# WORK REQUEST:
From the opening line of the records through the line bearing "output: a Python", set down every line exactly.

# DATA TO PROCESS:
--- --- ---

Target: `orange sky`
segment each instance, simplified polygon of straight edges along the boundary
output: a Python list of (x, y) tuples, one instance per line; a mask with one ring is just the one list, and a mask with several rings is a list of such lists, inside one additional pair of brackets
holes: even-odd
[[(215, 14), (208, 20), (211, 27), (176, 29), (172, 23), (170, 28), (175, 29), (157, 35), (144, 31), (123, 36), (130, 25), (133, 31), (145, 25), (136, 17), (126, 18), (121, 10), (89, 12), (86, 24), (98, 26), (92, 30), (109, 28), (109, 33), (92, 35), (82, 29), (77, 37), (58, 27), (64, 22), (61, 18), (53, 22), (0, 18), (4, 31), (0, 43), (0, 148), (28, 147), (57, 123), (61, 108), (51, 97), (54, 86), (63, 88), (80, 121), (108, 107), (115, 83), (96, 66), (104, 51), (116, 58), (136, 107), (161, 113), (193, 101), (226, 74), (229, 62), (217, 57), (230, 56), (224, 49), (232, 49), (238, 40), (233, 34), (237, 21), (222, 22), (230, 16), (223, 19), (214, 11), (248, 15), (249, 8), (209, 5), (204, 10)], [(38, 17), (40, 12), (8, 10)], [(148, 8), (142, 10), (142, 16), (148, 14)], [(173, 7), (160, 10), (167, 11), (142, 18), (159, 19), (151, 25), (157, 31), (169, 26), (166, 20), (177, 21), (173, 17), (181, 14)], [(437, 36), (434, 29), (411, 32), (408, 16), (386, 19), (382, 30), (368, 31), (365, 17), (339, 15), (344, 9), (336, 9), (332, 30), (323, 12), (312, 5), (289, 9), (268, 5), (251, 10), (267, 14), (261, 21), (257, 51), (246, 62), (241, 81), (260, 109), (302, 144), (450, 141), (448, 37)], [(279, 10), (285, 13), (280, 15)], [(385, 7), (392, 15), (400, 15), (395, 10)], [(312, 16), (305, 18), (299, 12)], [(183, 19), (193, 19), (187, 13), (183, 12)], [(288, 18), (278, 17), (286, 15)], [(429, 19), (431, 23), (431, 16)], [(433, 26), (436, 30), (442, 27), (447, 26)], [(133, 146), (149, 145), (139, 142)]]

--- --- ---

# RESULT:
Target: `orange sky`
segment each instance, simplified polygon of straight edges along the boundary
output: a Python list of (x, y) tuples, one instance per line; a mask with one ring is just the one list, and a mask with several rings is a list of such lists, inside one additional pair of brackets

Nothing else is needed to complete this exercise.